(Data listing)
___

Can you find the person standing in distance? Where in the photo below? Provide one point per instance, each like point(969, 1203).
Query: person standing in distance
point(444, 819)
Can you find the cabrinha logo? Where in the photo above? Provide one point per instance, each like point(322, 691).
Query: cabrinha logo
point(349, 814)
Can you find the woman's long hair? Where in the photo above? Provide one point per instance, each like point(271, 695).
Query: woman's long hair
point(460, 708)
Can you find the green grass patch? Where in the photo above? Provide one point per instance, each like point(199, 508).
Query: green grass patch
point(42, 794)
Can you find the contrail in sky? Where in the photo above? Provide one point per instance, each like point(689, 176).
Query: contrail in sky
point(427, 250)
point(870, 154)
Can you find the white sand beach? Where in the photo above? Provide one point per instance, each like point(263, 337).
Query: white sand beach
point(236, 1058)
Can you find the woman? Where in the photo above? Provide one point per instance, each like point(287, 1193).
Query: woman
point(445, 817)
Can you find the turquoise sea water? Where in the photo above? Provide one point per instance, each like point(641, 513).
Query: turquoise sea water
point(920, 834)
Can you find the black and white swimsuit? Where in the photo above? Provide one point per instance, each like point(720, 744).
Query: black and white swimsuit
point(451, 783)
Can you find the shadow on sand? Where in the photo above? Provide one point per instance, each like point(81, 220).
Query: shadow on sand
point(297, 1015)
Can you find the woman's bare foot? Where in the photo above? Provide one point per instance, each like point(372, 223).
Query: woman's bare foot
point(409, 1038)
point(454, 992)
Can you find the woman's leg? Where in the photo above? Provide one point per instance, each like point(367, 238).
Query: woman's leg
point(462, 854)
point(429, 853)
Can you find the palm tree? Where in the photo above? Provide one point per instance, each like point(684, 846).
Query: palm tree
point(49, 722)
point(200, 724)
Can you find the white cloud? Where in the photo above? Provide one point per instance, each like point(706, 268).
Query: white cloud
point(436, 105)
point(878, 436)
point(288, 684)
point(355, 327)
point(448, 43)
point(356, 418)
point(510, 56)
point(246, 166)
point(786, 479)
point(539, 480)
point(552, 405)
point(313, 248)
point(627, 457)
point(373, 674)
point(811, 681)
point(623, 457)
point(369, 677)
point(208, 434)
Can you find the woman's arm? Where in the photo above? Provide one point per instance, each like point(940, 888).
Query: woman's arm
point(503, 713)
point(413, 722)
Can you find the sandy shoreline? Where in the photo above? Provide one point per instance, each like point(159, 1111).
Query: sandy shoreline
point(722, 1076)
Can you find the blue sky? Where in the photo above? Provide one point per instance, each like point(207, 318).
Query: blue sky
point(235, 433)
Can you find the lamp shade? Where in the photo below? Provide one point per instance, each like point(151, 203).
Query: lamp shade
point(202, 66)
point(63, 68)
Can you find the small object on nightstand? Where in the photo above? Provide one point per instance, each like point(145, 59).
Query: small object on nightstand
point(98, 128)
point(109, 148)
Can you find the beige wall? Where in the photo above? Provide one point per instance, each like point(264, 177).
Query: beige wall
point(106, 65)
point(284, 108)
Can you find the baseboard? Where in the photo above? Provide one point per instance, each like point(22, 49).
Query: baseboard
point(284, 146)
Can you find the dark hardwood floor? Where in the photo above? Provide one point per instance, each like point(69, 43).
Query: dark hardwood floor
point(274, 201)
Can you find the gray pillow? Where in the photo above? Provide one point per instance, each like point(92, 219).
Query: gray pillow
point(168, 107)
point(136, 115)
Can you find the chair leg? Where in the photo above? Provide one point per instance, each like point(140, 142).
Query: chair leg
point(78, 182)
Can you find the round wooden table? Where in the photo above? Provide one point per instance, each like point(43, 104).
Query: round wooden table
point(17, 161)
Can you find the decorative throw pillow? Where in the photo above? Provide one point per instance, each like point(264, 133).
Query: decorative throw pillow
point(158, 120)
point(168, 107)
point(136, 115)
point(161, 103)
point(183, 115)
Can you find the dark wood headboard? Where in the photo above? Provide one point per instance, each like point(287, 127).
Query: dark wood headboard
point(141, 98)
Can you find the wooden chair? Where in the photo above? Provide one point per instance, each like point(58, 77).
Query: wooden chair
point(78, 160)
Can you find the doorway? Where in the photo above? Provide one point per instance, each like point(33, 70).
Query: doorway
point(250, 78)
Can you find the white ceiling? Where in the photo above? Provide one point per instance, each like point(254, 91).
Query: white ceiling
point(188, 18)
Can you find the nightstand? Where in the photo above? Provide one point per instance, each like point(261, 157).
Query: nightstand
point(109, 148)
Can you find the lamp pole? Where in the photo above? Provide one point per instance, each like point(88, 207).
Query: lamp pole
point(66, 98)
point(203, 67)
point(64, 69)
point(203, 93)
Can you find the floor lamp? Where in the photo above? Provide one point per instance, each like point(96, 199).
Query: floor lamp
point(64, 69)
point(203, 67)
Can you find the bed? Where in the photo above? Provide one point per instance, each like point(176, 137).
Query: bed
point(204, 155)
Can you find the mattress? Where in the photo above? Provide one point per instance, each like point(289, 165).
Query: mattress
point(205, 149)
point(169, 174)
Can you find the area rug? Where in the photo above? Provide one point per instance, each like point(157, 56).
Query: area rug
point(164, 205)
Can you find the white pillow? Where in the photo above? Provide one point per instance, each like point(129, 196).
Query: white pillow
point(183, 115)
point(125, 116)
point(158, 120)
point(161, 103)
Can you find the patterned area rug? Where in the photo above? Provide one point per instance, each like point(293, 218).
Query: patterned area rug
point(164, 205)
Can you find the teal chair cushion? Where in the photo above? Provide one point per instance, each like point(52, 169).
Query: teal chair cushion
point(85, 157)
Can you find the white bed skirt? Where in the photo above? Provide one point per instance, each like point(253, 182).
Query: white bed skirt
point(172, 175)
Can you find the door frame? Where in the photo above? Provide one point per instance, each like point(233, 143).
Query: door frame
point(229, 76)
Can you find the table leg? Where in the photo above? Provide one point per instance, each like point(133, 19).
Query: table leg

___

- [Brief] Reproduce all of the data above, changing every occurrence of "Provide one point per instance" to "Give one point for each instance" and keeping everything else unchanged.

- [Correct result]
Can you find the person standing in distance? Where in the photo below? Give one point for each instance, each like point(969, 1203).
Query: person standing in distance
point(444, 819)
Can you find the cabrinha logo? Where in the photo above? Give one point for each instance, each like point(322, 691).
Query: cabrinha logo
point(349, 814)
Can you find the woman's long hair? Where in the photo above? Give one point for each instance, each like point(271, 695).
Query: woman's long hair
point(460, 708)
Can you find the green grass patch? Where in the photo above? Give one point for each instance, each like point(199, 508).
Query: green grass patch
point(42, 794)
Can you find the contrail in sky? Where in the photo above? Give one point for each instance, each like point(689, 176).
Query: contrail in sky
point(427, 250)
point(870, 154)
Can you find the white sand beach? Where in the photo above? Give one point for each instance, each like point(263, 337).
Query: white sand beach
point(236, 1058)
Can you find the woman? Where in the photo above? Give one point for each instance, each like point(287, 1193).
Query: woman
point(445, 817)
Can you find the turquoise sea water? Where in the photo above? Give one point for each instance, each like point(641, 513).
Query: turquoise sea water
point(920, 834)
Can you find the black and white swimsuit? Where in the photo above? Give one point for each instance, each like point(720, 744).
Query: black and white swimsuit
point(451, 783)
Can you find the shadow on sand? Where in the photo above? Give one point for each instance, each like point(81, 220).
Query: shadow on sand
point(297, 1015)
Can you find the woman's bare foot? Where in the photo above? Give one point for each instance, each like point(372, 223).
Query: woman's bare foot
point(409, 1038)
point(454, 992)
Can you find the woman's leg? Where in the photo above? Give one point for each instance, each like point(367, 238).
Query: woman's leg
point(462, 854)
point(429, 853)
Can you find the palm tree? Where in the photo above? Give one point for each instance, each like point(684, 846).
Query: palm tree
point(49, 722)
point(200, 724)
Can you find the white cloud? Where in the photo above? Give one point for each instance, each like point(706, 268).
Query: white cloud
point(436, 105)
point(878, 436)
point(288, 684)
point(355, 327)
point(448, 43)
point(356, 418)
point(510, 56)
point(246, 166)
point(786, 479)
point(539, 480)
point(552, 405)
point(313, 248)
point(627, 457)
point(373, 674)
point(811, 681)
point(623, 457)
point(369, 677)
point(208, 434)
Can you find the woman's arm? Where in the photo above? Give one point for each instance, each like point(940, 888).
Query: woman's arm
point(503, 713)
point(413, 722)
Can you find the sandy shoreline? Where in the photo above? Give one point for each instance, each like point(159, 1111).
Query: sandy shoreline
point(722, 1076)
Can you find the blue sky? Where in the photo above? Give one point for each instance, each like point(207, 318).
Query: blue sky
point(235, 433)
Can you find the lamp shade? Where in the photo below? Give one point for each instance, each like point(151, 203).
Query: lamp shade
point(202, 66)
point(63, 68)
Can you find the small object on nightstand? Where in the photo above? Give one point for each instance, each like point(145, 59).
Query: small object on nightstand
point(98, 128)
point(109, 148)
Can you find the beige wall? Where in the photo above? Give one point for each instance, each like point(264, 177).
Query: beige wall
point(106, 65)
point(284, 108)
Can you find the baseboard? Where in the photo above? Give one point for each instance, each like point(22, 49).
Query: baseboard
point(284, 146)
Can you find the dark hardwood floor? Where in the photo above? Give one point for each instance, each like point(69, 43).
Query: dark hardwood floor
point(274, 201)
Can you find the gray pillow? Where in the photo above? Give one point for each instance, each like point(92, 219).
Query: gray pillow
point(168, 107)
point(136, 115)
Can you find the chair leg? Where in the photo above? Give one point for each instance, each like point(140, 142).
Query: chair leg
point(78, 182)
Can you find the round wooden table? Where in the photo above? Give one point for each instance, each like point(43, 104).
Query: round wooden table
point(17, 161)
Can you find the decorative throw pillow? Where in the photo above? Give one point for each instance, each like point(264, 133).
Query: decorative throw pillow
point(158, 120)
point(168, 107)
point(136, 115)
point(161, 103)
point(183, 115)
Can you find the dark wood headboard? Where in the photo above? Give one point for each instance, each like point(287, 127).
Query: dark wood headboard
point(141, 98)
Can you find the wooden chair? Where in the photo above? Give one point for each instance, each like point(58, 77).
Query: wooden chair
point(78, 160)
Can you find the doorway? Where in the photo above? Give one point for each instance, each like point(33, 70).
Query: doorway
point(250, 78)
Can you find the white ceiling? Where in the photo above? Give one point for each instance, each like point(254, 91).
Query: white ceiling
point(188, 18)
Can you find the nightstand? Where in the photo above? Give one point for each instance, each like point(261, 157).
Query: nightstand
point(109, 148)
Can you find the lamp pole? Where in the photo above? Give one point for each instance, each like point(88, 207).
Query: lamp pole
point(66, 98)
point(203, 67)
point(64, 69)
point(203, 93)
Can you find the floor lamp? Where in the photo above? Give one point for each instance, each like point(96, 199).
Query: floor lamp
point(64, 69)
point(203, 67)
Can you find the bed? Where in the photo above? Give one point for each instance, each like point(176, 137).
Query: bed
point(204, 155)
Can you find the mattress? Where in the photo above? Give one point for each instance, each like point(289, 165).
Query: mattress
point(205, 149)
point(169, 174)
Can you find the area rug? Where in the photo above? Give one point for each instance, each like point(157, 56).
Query: area rug
point(164, 205)
Can you find the white pillow? Where in the photo above? Give one point for each instance, each like point(129, 196).
Query: white pillow
point(183, 115)
point(125, 116)
point(158, 120)
point(161, 103)
Can you find the patterned area rug? Where in the photo above? Give one point for each instance, each like point(293, 218).
Query: patterned area rug
point(164, 205)
Can you find the teal chair cushion? Where in the photo above? Give one point for each instance, each like point(52, 169).
Query: teal chair cushion
point(85, 157)
Can you find the white bed skirt? Where in the photo above? Give one point for each instance, each like point(253, 182).
Query: white bed skirt
point(172, 175)
Can you find the door frame? Where in the photo above? Give one point for each instance, each like point(233, 143).
Query: door frame
point(229, 76)
Can you find the table leg? Where in the photo above? Give one point for each instance, each like point(133, 19).
Query: table leg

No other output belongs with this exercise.